» Text shown

An obvious plot device?

Berserker's avatar

What’s a plot device? Making something work just because, regardless of how little sense it makes when compared to what had previously been established?

TheIntern55's avatar

I think it is just writers who are too lazy to think about continuity.

Berserker's avatar

Well, there could be so many different reasons why this happens. Reasons related to the content of the show, or production…doesn’t matter much, but I really wonder what one calls that.

incendiary_dan's avatar

@Symbeline Exactly. It’s a lapse in continuity for the sake of making something happen.

Berserker's avatar

@incendiary_dan Aah. So like everything that happens in the last Harry Potter book haha. So, plot device.

AmWiser's avatar

If you look hard enough, there is a blunder, descrepancy, blooper or faux pas, in every movie that is made. If you have ever watched the movie Ben Hur, you will notice that during the chariot race, Ben is wearing a Rolex modern day watch

mazingerz88's avatar

Those are inconsistencies in the form of honest mistakes or just plain reckless carelessness. If you have worked as a crew or played a major part in a naturally highly volatile film shooting you would come to realize there should be more inconsistencies in movies. All I could point out as most occuring are the “sidewalk with extras” scene. You will always notice some people reappearing coming from a different direction just after walking towards another spot. Unless an assistant director pays meticulous attention to the video assist footage to review which extra should not be given another walk through, it’s deja vu time.

Pied_Pfeffer's avatar

@AmWiser Can you provide a link to this fact? I don’t doubt you and am just interested in supporting evidence. It’s the first time I’ve read this.

AmWiser's avatar

@Pied_Pfeffer, that is going to take some searching so bear with me I will find it. But I do remember once someone pointing those facts out to me and years ago (lol! this may have been before internet) there was a TV show/station where you could send in any movie or TV show’s descrepancy’s that you noticed. I will ask hubby when he wakes up (might not be until tomorrow) and see if he remembers. I know it sounds far-fetched, but it’s true.

YARNLADY's avatar

@AmWiser @Pied_Pfeffer There is a wealth of internet lore about this.

anartist's avatar

I think you are mixing up two things—continuity errors and lame plot devices/lousy scriptwriting. A continuity error might be if Myers lost his eye in the first movie, but has it back again in the second movie with no explanation—sort of like an actor is wearing a blue t-shirt when a scene is shot of him leaving his date at the restaurant table—the actors and crew knock off for the day and film again the next day—but when the guy emerges from the bathroom he is wearing a red t-shirt. Usually someone is on the production crew just to be a “continuity checker”—

but what you are talking about is just plain dumbness of the script. The non-boiling arm could—with some effort—be written off as superhuman endurance due to adrenaline high . . .but pretty lame.

Berserker's avatar

@anartist Aye, but if he’s so superhuman, why does a coat hanger knock him out lol.

anartist's avatar

@Symbeline lousy lousy grade Z scriptwriters and a market willing to ignore such things.

» Entries supplied
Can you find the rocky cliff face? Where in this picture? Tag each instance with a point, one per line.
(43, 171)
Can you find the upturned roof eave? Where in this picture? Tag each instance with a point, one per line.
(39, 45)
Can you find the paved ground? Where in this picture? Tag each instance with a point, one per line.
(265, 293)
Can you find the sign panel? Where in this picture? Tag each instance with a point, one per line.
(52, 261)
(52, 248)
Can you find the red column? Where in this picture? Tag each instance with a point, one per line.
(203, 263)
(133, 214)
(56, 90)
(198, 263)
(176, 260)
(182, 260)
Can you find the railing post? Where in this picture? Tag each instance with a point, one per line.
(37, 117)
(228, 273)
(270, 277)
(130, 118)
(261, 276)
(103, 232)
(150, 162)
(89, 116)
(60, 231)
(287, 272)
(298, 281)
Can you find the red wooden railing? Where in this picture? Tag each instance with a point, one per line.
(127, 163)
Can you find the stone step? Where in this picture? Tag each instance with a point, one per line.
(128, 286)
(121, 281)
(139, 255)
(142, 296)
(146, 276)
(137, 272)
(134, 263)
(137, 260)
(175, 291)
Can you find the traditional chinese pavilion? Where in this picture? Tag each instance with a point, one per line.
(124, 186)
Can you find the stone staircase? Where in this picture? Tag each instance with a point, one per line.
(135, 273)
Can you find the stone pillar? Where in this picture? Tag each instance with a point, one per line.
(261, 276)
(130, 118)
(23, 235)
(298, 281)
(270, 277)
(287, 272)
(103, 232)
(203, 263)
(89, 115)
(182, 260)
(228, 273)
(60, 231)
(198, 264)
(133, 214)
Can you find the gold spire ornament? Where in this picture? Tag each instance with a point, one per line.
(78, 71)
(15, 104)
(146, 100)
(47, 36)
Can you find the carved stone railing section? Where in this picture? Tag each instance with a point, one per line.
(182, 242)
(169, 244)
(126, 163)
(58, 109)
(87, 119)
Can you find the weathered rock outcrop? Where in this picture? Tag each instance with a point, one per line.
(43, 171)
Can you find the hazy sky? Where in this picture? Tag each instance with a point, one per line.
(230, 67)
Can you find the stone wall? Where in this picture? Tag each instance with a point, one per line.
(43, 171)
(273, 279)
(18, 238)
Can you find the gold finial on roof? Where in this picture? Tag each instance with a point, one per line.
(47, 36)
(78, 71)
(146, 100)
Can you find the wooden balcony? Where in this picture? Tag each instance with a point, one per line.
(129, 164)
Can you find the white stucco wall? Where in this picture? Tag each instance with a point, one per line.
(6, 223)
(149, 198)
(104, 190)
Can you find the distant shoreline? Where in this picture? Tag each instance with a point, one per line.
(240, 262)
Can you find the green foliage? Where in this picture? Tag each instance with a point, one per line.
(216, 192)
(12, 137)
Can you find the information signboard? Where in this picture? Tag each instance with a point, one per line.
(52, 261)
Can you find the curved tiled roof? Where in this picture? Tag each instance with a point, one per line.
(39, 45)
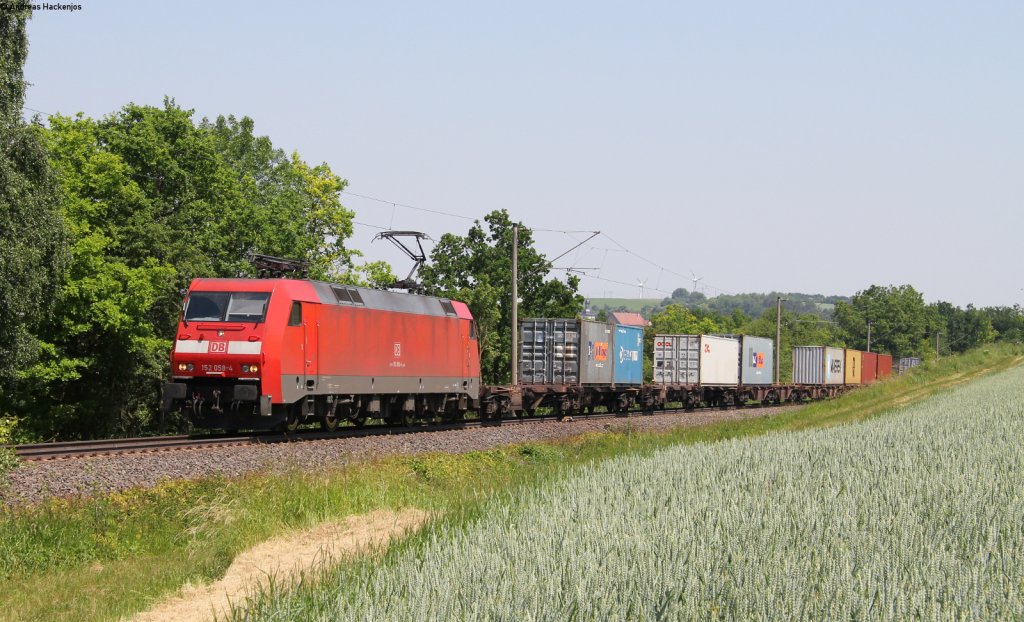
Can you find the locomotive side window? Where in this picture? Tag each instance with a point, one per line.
(226, 306)
(206, 306)
(347, 295)
(246, 306)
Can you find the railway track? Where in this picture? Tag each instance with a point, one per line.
(109, 447)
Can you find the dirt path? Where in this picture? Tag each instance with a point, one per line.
(284, 558)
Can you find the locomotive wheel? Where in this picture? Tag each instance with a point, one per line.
(329, 422)
(292, 420)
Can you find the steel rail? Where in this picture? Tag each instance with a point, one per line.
(109, 447)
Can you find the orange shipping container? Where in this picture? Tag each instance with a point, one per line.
(853, 363)
(885, 366)
(868, 368)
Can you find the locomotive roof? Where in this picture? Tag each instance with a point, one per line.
(338, 294)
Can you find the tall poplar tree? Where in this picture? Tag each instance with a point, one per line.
(32, 240)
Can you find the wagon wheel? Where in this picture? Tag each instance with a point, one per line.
(292, 420)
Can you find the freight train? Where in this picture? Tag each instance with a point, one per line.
(266, 354)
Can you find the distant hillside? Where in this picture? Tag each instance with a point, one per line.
(753, 304)
(631, 304)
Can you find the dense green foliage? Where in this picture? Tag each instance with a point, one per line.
(477, 270)
(151, 201)
(32, 233)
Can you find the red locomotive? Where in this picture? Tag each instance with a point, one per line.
(272, 353)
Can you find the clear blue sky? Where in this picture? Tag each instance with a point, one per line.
(813, 147)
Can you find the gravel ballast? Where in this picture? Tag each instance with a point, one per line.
(34, 482)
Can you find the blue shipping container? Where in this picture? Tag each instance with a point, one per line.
(629, 355)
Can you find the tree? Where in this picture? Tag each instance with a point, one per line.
(964, 329)
(477, 268)
(153, 201)
(292, 209)
(901, 323)
(32, 233)
(1008, 322)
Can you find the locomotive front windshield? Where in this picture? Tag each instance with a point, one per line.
(226, 306)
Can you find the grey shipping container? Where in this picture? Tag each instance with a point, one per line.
(906, 363)
(705, 360)
(565, 351)
(757, 360)
(677, 359)
(818, 365)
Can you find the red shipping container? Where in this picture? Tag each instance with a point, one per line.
(885, 367)
(868, 367)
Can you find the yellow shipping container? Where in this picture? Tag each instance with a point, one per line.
(853, 361)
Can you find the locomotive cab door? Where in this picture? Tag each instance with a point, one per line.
(310, 335)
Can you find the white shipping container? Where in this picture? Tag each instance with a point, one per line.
(720, 361)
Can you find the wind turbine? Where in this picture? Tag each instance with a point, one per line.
(695, 279)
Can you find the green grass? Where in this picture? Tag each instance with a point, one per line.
(908, 516)
(105, 557)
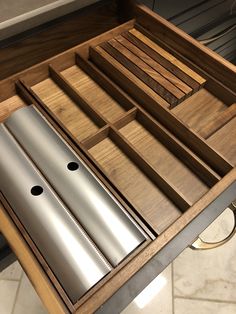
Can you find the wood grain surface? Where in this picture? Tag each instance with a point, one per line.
(155, 160)
(53, 38)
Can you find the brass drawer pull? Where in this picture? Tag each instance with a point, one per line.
(199, 244)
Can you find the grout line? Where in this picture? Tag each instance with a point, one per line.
(205, 299)
(17, 293)
(173, 296)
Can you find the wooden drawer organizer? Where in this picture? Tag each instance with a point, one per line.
(157, 128)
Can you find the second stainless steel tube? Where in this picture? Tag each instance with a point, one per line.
(69, 252)
(105, 220)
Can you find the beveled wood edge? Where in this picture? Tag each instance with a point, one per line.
(31, 266)
(63, 60)
(212, 84)
(204, 53)
(139, 262)
(19, 226)
(166, 117)
(112, 89)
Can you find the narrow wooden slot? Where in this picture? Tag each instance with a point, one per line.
(166, 59)
(72, 92)
(177, 148)
(163, 161)
(224, 141)
(158, 110)
(160, 180)
(78, 122)
(94, 94)
(94, 139)
(204, 112)
(219, 121)
(155, 65)
(101, 79)
(151, 203)
(144, 72)
(123, 76)
(9, 105)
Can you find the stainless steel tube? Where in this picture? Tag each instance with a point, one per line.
(69, 252)
(105, 220)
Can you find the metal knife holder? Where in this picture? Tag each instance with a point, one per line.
(78, 226)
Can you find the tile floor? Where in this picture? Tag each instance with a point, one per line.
(196, 283)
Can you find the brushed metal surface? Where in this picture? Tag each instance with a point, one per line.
(108, 224)
(75, 261)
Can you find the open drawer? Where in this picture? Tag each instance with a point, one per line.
(152, 113)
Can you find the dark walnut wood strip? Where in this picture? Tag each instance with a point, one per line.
(182, 152)
(218, 122)
(162, 183)
(155, 65)
(144, 72)
(201, 169)
(179, 41)
(224, 140)
(174, 65)
(118, 72)
(190, 138)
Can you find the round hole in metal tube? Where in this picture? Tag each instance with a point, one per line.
(72, 166)
(36, 190)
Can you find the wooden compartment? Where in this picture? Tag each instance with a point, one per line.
(144, 195)
(205, 113)
(142, 61)
(79, 122)
(163, 161)
(97, 97)
(152, 113)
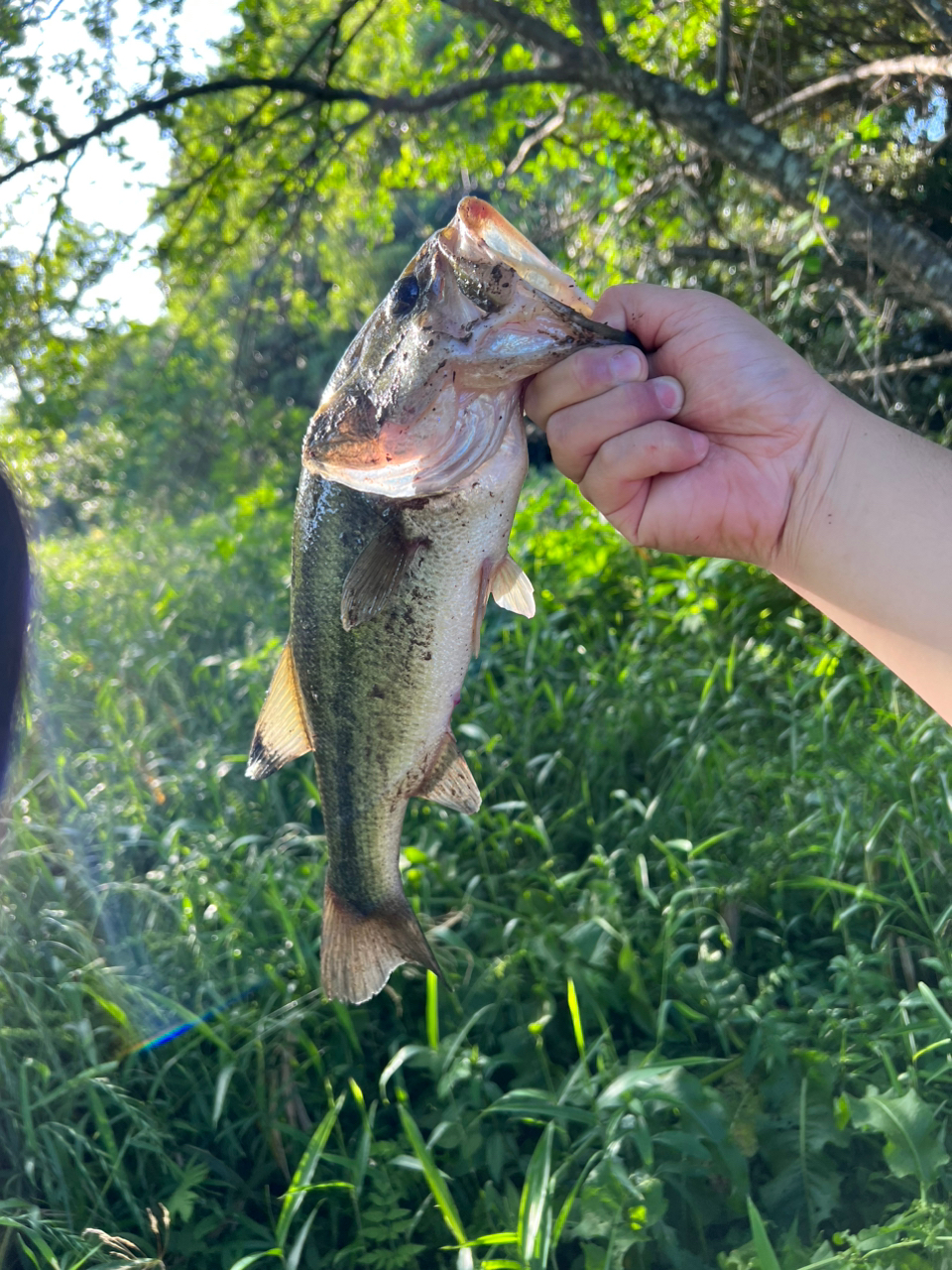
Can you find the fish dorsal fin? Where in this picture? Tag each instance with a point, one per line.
(512, 589)
(451, 783)
(281, 731)
(376, 575)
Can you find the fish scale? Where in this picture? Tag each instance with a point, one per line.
(413, 466)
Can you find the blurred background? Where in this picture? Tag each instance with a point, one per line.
(698, 935)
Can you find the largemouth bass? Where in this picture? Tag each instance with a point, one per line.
(413, 465)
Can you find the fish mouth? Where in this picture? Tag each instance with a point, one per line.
(425, 393)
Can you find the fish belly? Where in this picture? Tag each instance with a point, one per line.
(379, 698)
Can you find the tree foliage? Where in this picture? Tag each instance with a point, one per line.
(791, 155)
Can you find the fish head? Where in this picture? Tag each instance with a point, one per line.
(425, 391)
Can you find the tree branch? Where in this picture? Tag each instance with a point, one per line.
(400, 103)
(887, 67)
(724, 49)
(936, 17)
(918, 261)
(912, 363)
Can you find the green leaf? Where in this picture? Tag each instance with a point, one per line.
(438, 1187)
(766, 1256)
(912, 1134)
(431, 1010)
(304, 1171)
(535, 1227)
(244, 1262)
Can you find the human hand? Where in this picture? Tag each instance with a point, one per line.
(715, 468)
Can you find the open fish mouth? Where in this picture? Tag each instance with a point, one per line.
(428, 388)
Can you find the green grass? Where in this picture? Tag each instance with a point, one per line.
(701, 1008)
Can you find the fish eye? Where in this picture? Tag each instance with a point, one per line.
(405, 295)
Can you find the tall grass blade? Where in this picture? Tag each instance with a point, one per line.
(576, 1020)
(244, 1262)
(535, 1228)
(304, 1171)
(431, 1010)
(294, 1257)
(438, 1187)
(766, 1256)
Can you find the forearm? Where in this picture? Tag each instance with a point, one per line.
(870, 543)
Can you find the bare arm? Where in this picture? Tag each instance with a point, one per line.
(870, 544)
(725, 443)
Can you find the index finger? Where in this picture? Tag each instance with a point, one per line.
(584, 375)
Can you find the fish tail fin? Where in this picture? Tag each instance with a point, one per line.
(359, 951)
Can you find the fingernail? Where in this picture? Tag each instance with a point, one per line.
(670, 394)
(627, 365)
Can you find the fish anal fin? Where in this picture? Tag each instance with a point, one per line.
(451, 783)
(376, 575)
(361, 951)
(281, 731)
(512, 589)
(481, 601)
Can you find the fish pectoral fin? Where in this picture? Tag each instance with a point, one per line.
(451, 783)
(359, 951)
(281, 731)
(512, 589)
(376, 575)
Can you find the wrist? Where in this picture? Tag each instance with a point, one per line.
(816, 492)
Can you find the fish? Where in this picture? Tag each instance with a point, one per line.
(412, 468)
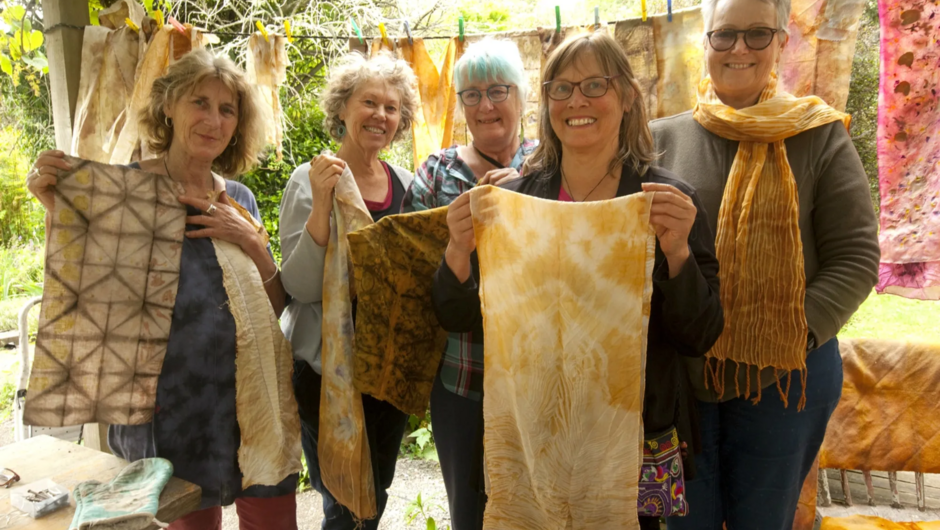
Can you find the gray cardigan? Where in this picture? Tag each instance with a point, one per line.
(302, 266)
(838, 227)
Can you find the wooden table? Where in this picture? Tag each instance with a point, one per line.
(68, 464)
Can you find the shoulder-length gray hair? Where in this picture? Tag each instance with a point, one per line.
(181, 78)
(352, 71)
(636, 141)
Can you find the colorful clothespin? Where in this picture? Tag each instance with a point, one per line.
(384, 34)
(179, 27)
(408, 33)
(357, 30)
(264, 32)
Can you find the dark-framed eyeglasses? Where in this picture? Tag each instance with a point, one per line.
(722, 40)
(472, 97)
(592, 87)
(8, 477)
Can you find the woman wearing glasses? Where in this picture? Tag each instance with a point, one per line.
(788, 200)
(492, 84)
(596, 145)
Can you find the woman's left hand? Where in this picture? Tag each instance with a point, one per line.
(672, 215)
(224, 223)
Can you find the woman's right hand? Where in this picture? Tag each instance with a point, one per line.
(41, 180)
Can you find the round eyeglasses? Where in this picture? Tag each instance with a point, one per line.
(722, 40)
(472, 97)
(592, 87)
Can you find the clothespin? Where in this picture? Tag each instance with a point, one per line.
(384, 34)
(179, 27)
(358, 31)
(264, 32)
(408, 32)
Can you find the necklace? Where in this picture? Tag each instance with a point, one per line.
(589, 193)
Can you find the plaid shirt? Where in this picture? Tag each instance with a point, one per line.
(438, 182)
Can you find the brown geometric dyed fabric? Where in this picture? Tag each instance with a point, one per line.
(565, 290)
(398, 339)
(112, 269)
(887, 419)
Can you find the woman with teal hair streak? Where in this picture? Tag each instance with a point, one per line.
(492, 85)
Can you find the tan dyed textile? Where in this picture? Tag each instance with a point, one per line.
(398, 338)
(343, 449)
(433, 124)
(264, 397)
(111, 274)
(763, 281)
(266, 64)
(868, 522)
(565, 289)
(886, 418)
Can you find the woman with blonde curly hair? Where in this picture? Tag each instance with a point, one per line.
(368, 104)
(204, 118)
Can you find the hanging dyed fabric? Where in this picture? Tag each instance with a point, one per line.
(565, 290)
(433, 122)
(343, 448)
(111, 273)
(909, 150)
(758, 235)
(266, 66)
(398, 338)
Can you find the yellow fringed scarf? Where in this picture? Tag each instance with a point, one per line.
(763, 282)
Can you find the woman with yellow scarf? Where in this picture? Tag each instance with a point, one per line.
(796, 239)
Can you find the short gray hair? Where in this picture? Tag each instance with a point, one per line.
(782, 7)
(352, 71)
(492, 60)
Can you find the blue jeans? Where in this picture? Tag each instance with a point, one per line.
(385, 426)
(755, 457)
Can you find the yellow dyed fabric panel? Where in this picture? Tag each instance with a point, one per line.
(886, 418)
(111, 275)
(565, 290)
(433, 124)
(399, 341)
(343, 448)
(264, 397)
(869, 522)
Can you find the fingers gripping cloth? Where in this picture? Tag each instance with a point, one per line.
(128, 502)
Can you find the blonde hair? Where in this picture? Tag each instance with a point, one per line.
(352, 71)
(636, 140)
(182, 78)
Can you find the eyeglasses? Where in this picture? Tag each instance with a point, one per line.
(8, 477)
(756, 39)
(592, 87)
(472, 97)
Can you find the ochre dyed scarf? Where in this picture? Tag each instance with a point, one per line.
(763, 282)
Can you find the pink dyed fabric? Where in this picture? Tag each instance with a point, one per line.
(909, 149)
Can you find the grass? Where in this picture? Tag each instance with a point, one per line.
(885, 316)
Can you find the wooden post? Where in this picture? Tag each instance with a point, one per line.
(64, 51)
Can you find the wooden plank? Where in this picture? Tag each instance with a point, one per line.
(64, 51)
(68, 464)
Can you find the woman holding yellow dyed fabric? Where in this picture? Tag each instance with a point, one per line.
(596, 145)
(789, 202)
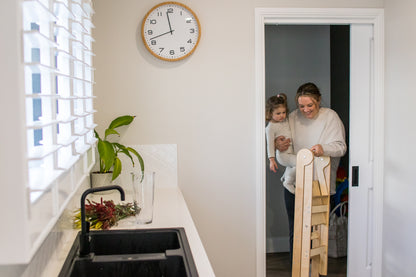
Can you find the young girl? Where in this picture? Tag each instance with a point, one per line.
(278, 125)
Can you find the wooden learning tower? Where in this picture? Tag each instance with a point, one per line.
(312, 207)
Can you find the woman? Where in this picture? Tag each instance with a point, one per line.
(318, 129)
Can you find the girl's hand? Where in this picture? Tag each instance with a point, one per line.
(317, 150)
(273, 165)
(282, 143)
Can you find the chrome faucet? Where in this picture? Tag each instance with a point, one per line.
(84, 239)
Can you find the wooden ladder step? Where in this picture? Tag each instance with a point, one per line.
(319, 209)
(318, 218)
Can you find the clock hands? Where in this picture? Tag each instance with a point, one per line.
(171, 31)
(170, 27)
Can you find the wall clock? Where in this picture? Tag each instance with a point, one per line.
(171, 31)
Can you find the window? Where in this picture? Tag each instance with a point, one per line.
(58, 89)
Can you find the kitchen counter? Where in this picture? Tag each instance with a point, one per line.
(170, 210)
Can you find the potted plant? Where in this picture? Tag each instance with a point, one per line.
(110, 164)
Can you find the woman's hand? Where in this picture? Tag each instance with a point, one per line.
(317, 150)
(281, 143)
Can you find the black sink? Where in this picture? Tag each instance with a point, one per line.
(144, 252)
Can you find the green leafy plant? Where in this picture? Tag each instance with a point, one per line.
(108, 151)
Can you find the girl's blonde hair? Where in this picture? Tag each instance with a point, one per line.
(275, 102)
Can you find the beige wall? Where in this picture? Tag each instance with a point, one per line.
(400, 191)
(205, 105)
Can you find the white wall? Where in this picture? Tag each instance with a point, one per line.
(399, 241)
(205, 105)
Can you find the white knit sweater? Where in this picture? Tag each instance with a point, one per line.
(325, 129)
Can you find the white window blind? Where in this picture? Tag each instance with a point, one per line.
(57, 45)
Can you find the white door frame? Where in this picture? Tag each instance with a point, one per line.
(309, 16)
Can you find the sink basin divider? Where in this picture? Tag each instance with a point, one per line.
(129, 257)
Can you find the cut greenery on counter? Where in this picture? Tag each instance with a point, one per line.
(105, 214)
(108, 151)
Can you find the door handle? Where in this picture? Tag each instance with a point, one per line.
(355, 176)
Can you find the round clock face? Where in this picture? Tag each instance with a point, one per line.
(171, 31)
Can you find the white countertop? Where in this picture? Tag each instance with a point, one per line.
(170, 210)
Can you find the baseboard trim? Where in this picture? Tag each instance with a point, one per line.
(277, 244)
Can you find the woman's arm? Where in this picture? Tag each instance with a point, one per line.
(334, 134)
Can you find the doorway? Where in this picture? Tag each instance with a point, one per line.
(369, 264)
(297, 54)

» Things to do
A - Sum up the forum thread on plot devices in two sentences.
B - Rewrite the records as a JSON list of strings, one string per line and no blank lines, starting at the line containing "Can you find the round clock" and ending at the end of the records.

» Results of the tasks
A - Forum participants discuss what to call it when something happens regardless of how little sense it makes compared with what was previously established, describing it as a lapse in continuity for the sake of making something happen or as lazy writing. Others say every movie has blunders, such as extras reappearing in sidewalk scenes, and one participant separates continuity errors from lame plot devices and lousy scriptwriting.

B -
[
  "Can you find the round clock face? Where in this picture? Tag each instance with a point, one per line.",
  "(171, 31)",
  "Can you find the white countertop? Where in this picture? Tag each instance with a point, one per line.",
  "(170, 210)",
  "Can you find the baseboard trim? Where in this picture? Tag each instance with a point, one per line.",
  "(277, 244)",
  "Can you find the woman's arm? Where in this picture? Tag each instance with a point, one per line.",
  "(334, 134)",
  "Can you find the doorway? Where in this picture? Tag each instance with a point, one per line.",
  "(369, 264)",
  "(297, 54)"
]